◆ **Supplied passage**:
^^^^^^^^^^^^^^^^

From redlining and restrictive covenants to exclusionary zoning, the history of racism in planning is well-documented and widely discussed among practitioners today. But planners can continue to reproduce structural racism and inequitable outcomes when they reinforce and give power to harmful narratives.
In "Gainesville's Forgotten Neighborhood: An Examination of Narratives in Planning," (Journal of the American Planning Association, Vol. 88, No. 3), authors Tyeshia Redden, Laura Dedenbach, Kristin Larsen, and Kathryn Frank argue that researchers have only scratched the surface in understanding this phenomenon.
Redden and her colleagues investigate how narratives embedded in planning documents can reinforce the marginalization of communities and seemingly sanction existing inequities. On the other hand, the authors argue that storytelling is also a powerful and underexplored tool for combating structural racism.
Their study centers on the Porters neighborhood of Gainesville, Florida, described as a "somewhat typical southern historic African American neighborhood." After decades of racial segregation and disinvestment, Porters was disparagingly labeled the "The Forgotten Neighborhood" by Gainesville residents through the 1970s and 1980s.
Yet the authors found a stark disconnect between how Porters was characterized by planners, city officials, and news media during this period and the way that it was experienced by its residents. The same neighborhood that one city study found to be "one of the poorest, problem-ridden areas," was described warmly by a resident as "such a happy place because all of our neighbors knew who we were, who we belonged to."
Location of Porters neighborhood in Gainesville, Florida.

^^^^^^^^^^^^^^^^

◆ **Stated goal A**: List the authors of the study that the passage on planning narratives discusses.

◆ **Data to process**:
^^^^^^^^^^^^^^^^

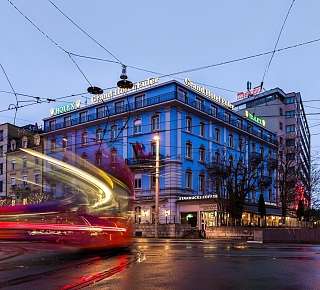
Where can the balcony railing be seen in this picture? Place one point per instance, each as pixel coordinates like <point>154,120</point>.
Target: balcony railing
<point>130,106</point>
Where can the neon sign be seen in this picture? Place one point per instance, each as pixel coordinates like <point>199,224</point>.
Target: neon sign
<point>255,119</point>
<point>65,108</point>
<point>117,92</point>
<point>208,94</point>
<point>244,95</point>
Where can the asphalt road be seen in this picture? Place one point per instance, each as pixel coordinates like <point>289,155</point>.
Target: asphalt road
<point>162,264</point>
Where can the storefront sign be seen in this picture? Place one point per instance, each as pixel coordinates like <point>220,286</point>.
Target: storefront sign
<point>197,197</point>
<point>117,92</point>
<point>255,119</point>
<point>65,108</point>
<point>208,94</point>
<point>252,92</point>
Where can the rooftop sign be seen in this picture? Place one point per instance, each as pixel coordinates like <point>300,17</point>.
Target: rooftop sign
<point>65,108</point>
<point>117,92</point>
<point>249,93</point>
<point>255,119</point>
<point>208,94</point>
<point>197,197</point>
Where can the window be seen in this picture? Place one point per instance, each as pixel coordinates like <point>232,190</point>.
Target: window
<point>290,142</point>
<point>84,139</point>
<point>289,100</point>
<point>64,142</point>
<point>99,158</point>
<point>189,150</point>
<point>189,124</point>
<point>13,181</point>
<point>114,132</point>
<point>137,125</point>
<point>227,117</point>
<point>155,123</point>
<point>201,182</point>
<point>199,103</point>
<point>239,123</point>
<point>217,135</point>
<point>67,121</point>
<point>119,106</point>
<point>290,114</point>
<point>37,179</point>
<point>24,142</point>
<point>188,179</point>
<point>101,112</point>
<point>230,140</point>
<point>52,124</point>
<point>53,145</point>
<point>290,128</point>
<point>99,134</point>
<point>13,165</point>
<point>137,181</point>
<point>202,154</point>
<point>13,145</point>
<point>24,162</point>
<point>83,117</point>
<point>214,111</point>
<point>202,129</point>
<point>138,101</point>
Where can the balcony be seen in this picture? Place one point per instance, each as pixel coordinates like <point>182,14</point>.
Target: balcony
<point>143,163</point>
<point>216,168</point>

^^^^^^^^^^^^^^^^

◆ **Stated goal B**: Echo the stretch of the records from the line containing "Where can the balcony be" through the end of the records, both ends included.

◆ **Written answer A**: Tyeshia Redden, Laura Dedenbach, Kristin Larsen, Kathryn Frank

◆ **Written answer B**:
Where can the balcony be seen in this picture? Place one point per instance, each as pixel coordinates like <point>182,14</point>.
Target: balcony
<point>143,163</point>
<point>216,168</point>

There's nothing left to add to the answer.